Task prompt – Repeat word for word the passage of the news brief below, starting with "Executive deputy director" and going on through "rise in China.".

Text to read –
-------

Week of February 7, 2003

The U.S. and China This Week


INTERNATIONAL: China Continues to Discourage Military Solutions in Iraq

At Wednesday's Security Council deliberations, China's Foreign Minister, Tang Jiaxuan, reiterated China's belief that members "should strive for a political settlement of the Iraqi question within the U.N. framework." Tang suggested additional time for the U.N. weapons inspectors to find and present their evidence, claiming it was still too early to make an educated decision. Chinese state media quoted Tang as saying "If there is just one iota of hope for a political solution, the international community should devote 100 per cent effort" to realizing that hope.

Executive deputy director of Xinhua World Affairs Centre, Mr. Qian Wenrong, accused US officials of pointing out only the negative aspects of the weapons inspection reports because President Bush is determined to go to war - alone, if necessary. 'The Bush administration is determined to get rid of Saddam Hussein. That insistence is willful and unreasonable,' he said, indicating that anti-US sentiments are on the rise in China.

-------

Collected material –
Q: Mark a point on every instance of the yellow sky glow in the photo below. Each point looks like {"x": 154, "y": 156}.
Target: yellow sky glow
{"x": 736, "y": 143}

-------

Reply to the exercise –
Executive deputy director of Xinhua World Affairs Centre, Mr. Qian Wenrong, accused US officials of pointing out only the negative aspects of the weapons inspection reports because President Bush is determined to go to war - alone, if necessary. 'The Bush administration is determined to get rid of Saddam Hussein. That insistence is willful and unreasonable,' he said, indicating that anti-US sentiments are on the rise in China.